Data entries
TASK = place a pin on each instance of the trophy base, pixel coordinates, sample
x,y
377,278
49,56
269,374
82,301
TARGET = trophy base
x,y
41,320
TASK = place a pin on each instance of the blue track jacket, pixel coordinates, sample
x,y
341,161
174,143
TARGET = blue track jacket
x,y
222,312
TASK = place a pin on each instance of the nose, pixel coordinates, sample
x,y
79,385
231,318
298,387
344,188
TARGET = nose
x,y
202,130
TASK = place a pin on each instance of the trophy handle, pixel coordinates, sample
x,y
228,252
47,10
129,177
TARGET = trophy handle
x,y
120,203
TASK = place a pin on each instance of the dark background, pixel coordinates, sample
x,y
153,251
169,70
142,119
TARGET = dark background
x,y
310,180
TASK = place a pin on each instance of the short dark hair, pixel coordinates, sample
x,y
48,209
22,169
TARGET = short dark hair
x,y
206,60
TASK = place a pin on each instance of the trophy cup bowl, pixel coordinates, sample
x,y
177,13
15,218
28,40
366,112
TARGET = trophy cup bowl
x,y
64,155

=== Your task ===
Every record above is to be restated exactly as it reads.

=== Exercise response ===
TASK = place a pin on each instance of the trophy base, pixel coordinates, sample
x,y
377,278
49,56
269,374
82,301
TARGET = trophy base
x,y
41,320
TASK = place a pin on each instance of the blue track jacket, pixel coordinates, sample
x,y
341,161
174,143
TARGET = blue track jacket
x,y
222,312
TASK = place a pin on each instance of the nose, pixel coordinates, sample
x,y
79,385
231,318
298,387
344,188
TARGET = nose
x,y
202,130
TASK = place a pin on each instance of the trophy handle, pixel coordinates, sample
x,y
228,252
47,10
129,177
TARGET = trophy handle
x,y
120,203
TASK = place a pin on each instance of the dark background, pixel coordinates, sample
x,y
153,251
169,70
142,119
TARGET = dark background
x,y
310,180
TASK = place a pin on each instance of the short dark hair, pixel coordinates, sample
x,y
48,209
22,169
TARGET = short dark hair
x,y
206,60
TASK = place a pin on each instance of the trophy cup bowl, pixel coordinates, sample
x,y
177,13
15,218
28,40
366,112
TARGET = trophy cup bowl
x,y
64,155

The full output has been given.